* [Directive]
Pull out every line of the material below that contains the word "bumper", and copy each one unchanged.
** begin **
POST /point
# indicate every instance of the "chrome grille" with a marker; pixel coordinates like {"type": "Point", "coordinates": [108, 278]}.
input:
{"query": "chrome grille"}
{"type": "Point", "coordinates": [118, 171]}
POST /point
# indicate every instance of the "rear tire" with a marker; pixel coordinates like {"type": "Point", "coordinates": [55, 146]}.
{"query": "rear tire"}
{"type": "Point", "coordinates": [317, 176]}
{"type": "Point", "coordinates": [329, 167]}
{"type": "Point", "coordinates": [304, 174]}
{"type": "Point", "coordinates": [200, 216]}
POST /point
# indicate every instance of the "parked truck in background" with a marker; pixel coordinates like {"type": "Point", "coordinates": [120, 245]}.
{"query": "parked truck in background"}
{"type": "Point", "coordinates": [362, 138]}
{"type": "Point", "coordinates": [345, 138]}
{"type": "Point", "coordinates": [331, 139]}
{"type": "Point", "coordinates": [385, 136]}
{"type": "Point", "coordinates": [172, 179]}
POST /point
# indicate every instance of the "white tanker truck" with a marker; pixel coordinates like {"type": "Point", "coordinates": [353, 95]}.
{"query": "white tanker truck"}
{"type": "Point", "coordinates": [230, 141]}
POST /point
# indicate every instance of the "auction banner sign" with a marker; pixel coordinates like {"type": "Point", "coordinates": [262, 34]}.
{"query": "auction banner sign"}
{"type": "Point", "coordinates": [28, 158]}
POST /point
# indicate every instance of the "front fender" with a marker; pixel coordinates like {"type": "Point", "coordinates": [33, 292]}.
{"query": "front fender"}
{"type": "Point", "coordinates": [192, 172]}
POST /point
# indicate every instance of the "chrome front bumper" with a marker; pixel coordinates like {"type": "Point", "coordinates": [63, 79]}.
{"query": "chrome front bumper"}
** end **
* [Full output]
# indicate every instance of the "chrome front bumper" with a marker; pixel coordinates like {"type": "Point", "coordinates": [63, 79]}.
{"query": "chrome front bumper"}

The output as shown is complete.